**** TEXTE DE LA PAGE

Une journée de rencontres. Episode 3 : le Musée Cernuschi

Je vous ai déjà narré l’exposition et la démonstration vues dans ce musée. Je ne vous en dirai pas beaucoup plus, mais ne voulais pas le « quitter » sans avoir parlé du peu de collections permanentes que j’y ai vue, et qui m’ont donné envie de le découvrir davantage lorsque les travaux seront finis. En effet, ne sont ouvertes actuellement que les salles consacrées à l’Antiquité. Heureusement, les couloirs et escaliers offrent des espaces où l’on peut admirer de belles pièces. Mais faisons d’abord connaissance avec l’Hôte de ces lieux. Il y a deux ans, l’on pouvait fêter le deux centième anniversaire de la naissance, à Milan, d’Enrico Cernuschi.

S’étant souvent révolté contre les politiques de l’époque, il en vint à voyager de par le monde, et réunit une collection énorme d’objets, notamment du Japon et de Chine. Pour les abriter, il se fit construire la vaste demeure qui est devenue Musée, par suite du don qu’il en fit à la Ville de Paris, à la seule condition que ce Musée portât son nom francisé lorsqu’il fut naturalisé Français après la guerre de 70.

Les récits de l’époque montrent que sa demeure était déjà une sorte de musée, dans lequel étaient donnés les bals costumés qu’adorait le banquier.

Joli brûle-parfum, n’est-ce pas? Mais pas aisé à placer chez soi!

La verrière centrale est de toute beauté, véritable puits de lumière. J’ai tenté de la photographier…

La vitrine au fond comporte une collection de théières et de pots à eau chaude.

********
**** DONNÉES FOURNIES

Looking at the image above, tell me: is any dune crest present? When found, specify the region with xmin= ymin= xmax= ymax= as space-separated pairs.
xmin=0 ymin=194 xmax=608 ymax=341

********

**CONSIGNE ÉCRITE:**
Dans le texte sur le musée Cernuschi, condensez le paragraphe qui débute par « S'étant souvent révolté » en conservant ses faits essentiels.

**CORRIGÉ DE L'EXERCICE:**
Souvent révolté contre les politiques de son temps, Enrico Cernuschi parcourut le monde et rassembla une immense collection d'objets, surtout japonais et chinois. Il fit construire pour l'abriter une vaste demeure. Il en fit don à la Ville de Paris, qui en fit un musée, à la seule condition que celui-ci porte son nom, francisé lors de sa naturalisation après la guerre de 70.